Path: utzoo!attcan!uunet!mcvax!hp4nl!orcenl!bengsig
From: bengsig@oracle.nl (Bjorn Engsig)
Newsgroups: comp.lang.c
Subject: Re: Adding two pointers
Message-ID: <325.nlhp3@oracle.nl>
Date: 11 May 89 12:07:12 GMT
References: <2765@buengc.BU.EDU> <563@lzaz.ATT.COM> <4093@ficc.uu.net> <922@garcon.cso.uiuc.edu> <924@garcon.cso.uiuc.edu> <113@ssp1.idca.tds.philips.nl> <1321@infmx.UUCP>
Reply-To: bengsig@oracle.nl (Bjorn Engsig)
Organization: ORACLE Europe, The Netherlands
Lines: 35

In article <1321@infmx.UUCP> kevinf@infmx.UUCP (Kevin Franden) writes:
=
=	struct{...}foo;
=
=	foo *p1,*p2,*p3;
/* I added the *'s in the above declarations */
/* And I would add the following: */
	int x,y;
=
=	x=37;
=	y=4;
=
=	p1=a[x];
=	p2=a[y];
=	p3=(x+y)*sizeof(foo);
=
= I realize that I missed part of this discussion, sorry if this has been
= posted already, but won't p3 be pointing to the 41st element?
Hmm, yes, but the construct is highly debatable ...
=                                                               if this
=is true, this is pointer addition, no?

+--

— PROBLEM DETAILS —
Pick up the newsgroup reply on adding two pointers after its last line and keep it going. The material that comes next has no connection to the newsgroup post.

— PROVIDED DATA —
+--

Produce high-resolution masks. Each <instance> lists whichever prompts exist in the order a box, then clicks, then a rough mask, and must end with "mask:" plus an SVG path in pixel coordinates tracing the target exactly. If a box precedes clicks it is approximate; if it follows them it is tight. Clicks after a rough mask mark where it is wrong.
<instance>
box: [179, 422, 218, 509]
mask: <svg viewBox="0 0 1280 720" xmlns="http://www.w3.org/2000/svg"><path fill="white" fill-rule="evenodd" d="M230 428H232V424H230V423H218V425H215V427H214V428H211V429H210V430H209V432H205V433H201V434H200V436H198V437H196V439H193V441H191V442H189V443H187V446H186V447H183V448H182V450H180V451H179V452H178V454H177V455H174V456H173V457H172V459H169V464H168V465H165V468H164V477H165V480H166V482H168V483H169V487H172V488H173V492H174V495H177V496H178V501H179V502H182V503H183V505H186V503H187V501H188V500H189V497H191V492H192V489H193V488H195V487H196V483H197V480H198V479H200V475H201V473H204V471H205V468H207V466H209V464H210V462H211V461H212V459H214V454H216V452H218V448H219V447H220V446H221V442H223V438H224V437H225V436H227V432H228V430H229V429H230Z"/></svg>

+--

— RESULT OF THE TASK —
No, it's integer addition, and a highly debatable computation of a pointer,
and an assignment which needs a cast.

In pointer arithmetic, you can achieve what you are trying by
	
	p3 = p2 + (p1 - a)

which means let p3 equeal the current p2 plus the number of elements between
p1 and the beginning of the array a.  Note, however that this is a pointer
plus an integer, the latter being the difference between two pointers.
-- 
Bjorn Engsig, ORACLE Europe         \ /    "Hofstadter's Law:  It always takes
Path:   mcvax!orcenl!bengsig         X      longer than you expect, even if you
Domain: bengsig@oracle.nl           / \     take into account Hofstadter's Law"